Write out the whole listing, matching it exactly.

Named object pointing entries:
--- --- ---
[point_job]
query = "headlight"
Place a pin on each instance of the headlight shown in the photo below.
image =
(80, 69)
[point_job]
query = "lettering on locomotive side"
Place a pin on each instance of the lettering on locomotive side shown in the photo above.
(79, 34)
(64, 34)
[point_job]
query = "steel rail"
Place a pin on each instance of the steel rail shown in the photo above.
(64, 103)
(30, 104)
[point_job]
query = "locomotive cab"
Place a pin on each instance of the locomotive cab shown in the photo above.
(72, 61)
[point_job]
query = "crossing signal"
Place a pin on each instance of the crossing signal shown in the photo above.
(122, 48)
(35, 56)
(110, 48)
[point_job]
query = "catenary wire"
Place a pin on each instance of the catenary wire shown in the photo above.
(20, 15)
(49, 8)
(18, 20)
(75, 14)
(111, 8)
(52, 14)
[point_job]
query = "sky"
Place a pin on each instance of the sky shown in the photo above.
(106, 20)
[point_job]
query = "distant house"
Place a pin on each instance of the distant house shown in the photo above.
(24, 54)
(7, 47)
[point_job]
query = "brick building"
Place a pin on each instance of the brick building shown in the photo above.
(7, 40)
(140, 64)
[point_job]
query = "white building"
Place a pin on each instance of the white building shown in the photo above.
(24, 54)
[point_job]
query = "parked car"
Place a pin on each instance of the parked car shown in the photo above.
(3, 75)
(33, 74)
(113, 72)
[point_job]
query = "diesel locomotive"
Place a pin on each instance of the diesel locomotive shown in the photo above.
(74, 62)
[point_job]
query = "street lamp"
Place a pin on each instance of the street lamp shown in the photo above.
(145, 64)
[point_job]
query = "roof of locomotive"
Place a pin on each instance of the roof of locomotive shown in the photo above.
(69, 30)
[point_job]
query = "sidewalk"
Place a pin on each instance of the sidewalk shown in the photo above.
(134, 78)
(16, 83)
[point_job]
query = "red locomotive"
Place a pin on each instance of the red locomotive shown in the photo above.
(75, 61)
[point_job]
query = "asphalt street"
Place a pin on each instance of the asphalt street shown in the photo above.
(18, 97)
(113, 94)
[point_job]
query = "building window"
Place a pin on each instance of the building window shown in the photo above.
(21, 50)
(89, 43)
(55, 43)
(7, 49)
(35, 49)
--- --- ---
▶ Task output:
[point_job]
query = "headlight"
Place a pin on each instance of the headlight shown in the photo below.
image =
(80, 69)
[point_job]
query = "lettering on locomotive side"
Place a pin on each instance of the lettering on locomotive side shown in the photo above.
(79, 34)
(64, 34)
[point_job]
query = "steel rail"
Place a pin on each instance of the steel rail shown in the photo above.
(64, 103)
(30, 104)
[point_job]
query = "locomotive cab"
Place a pin on each instance of the locomotive cab shown in the photo above.
(72, 61)
[point_job]
query = "crossing signal"
Place a pin on each instance of the crossing signal shown in the photo above.
(122, 48)
(35, 56)
(110, 48)
[point_job]
query = "catenary wire"
Place a pin on each instance of the catenary wire shown in the photo above.
(20, 15)
(49, 8)
(18, 20)
(75, 14)
(111, 8)
(52, 14)
[point_job]
query = "sky"
Place a pin on each instance of the sky shown in the photo above.
(106, 20)
[point_job]
query = "distant house"
Place a pin on each instance of the distant house shown in the photo above.
(24, 54)
(7, 47)
[point_job]
query = "brick building"
Place a pin on each instance of the brick building shown in the photo above.
(7, 40)
(140, 64)
[point_job]
query = "white building"
Place a pin on each instance of the white building shown in the photo above.
(24, 54)
[point_job]
query = "parked car"
Place a pin on each instance of the parked car shown in the photo above.
(3, 75)
(33, 74)
(113, 72)
[point_job]
query = "diesel locomotive"
Place a pin on each instance of the diesel locomotive shown in the photo above.
(74, 62)
[point_job]
query = "street lamp"
Place a pin on each instance of the street lamp shown in the photo above.
(145, 64)
[point_job]
query = "roof of locomotive"
Place a pin on each instance of the roof of locomotive shown in the photo above.
(69, 30)
[point_job]
query = "sidewalk"
Place a pin on each instance of the sidewalk shown in the photo above.
(134, 78)
(16, 83)
[point_job]
query = "red locomotive"
Place a pin on each instance of the red locomotive shown in the photo above.
(75, 61)
[point_job]
query = "asphalt street"
Place a pin on each instance of the asphalt street shown in the photo above.
(18, 97)
(113, 94)
[point_job]
query = "building window"
Place a pin on each instance of the building window shown in the photo above.
(21, 50)
(89, 43)
(55, 43)
(7, 49)
(35, 49)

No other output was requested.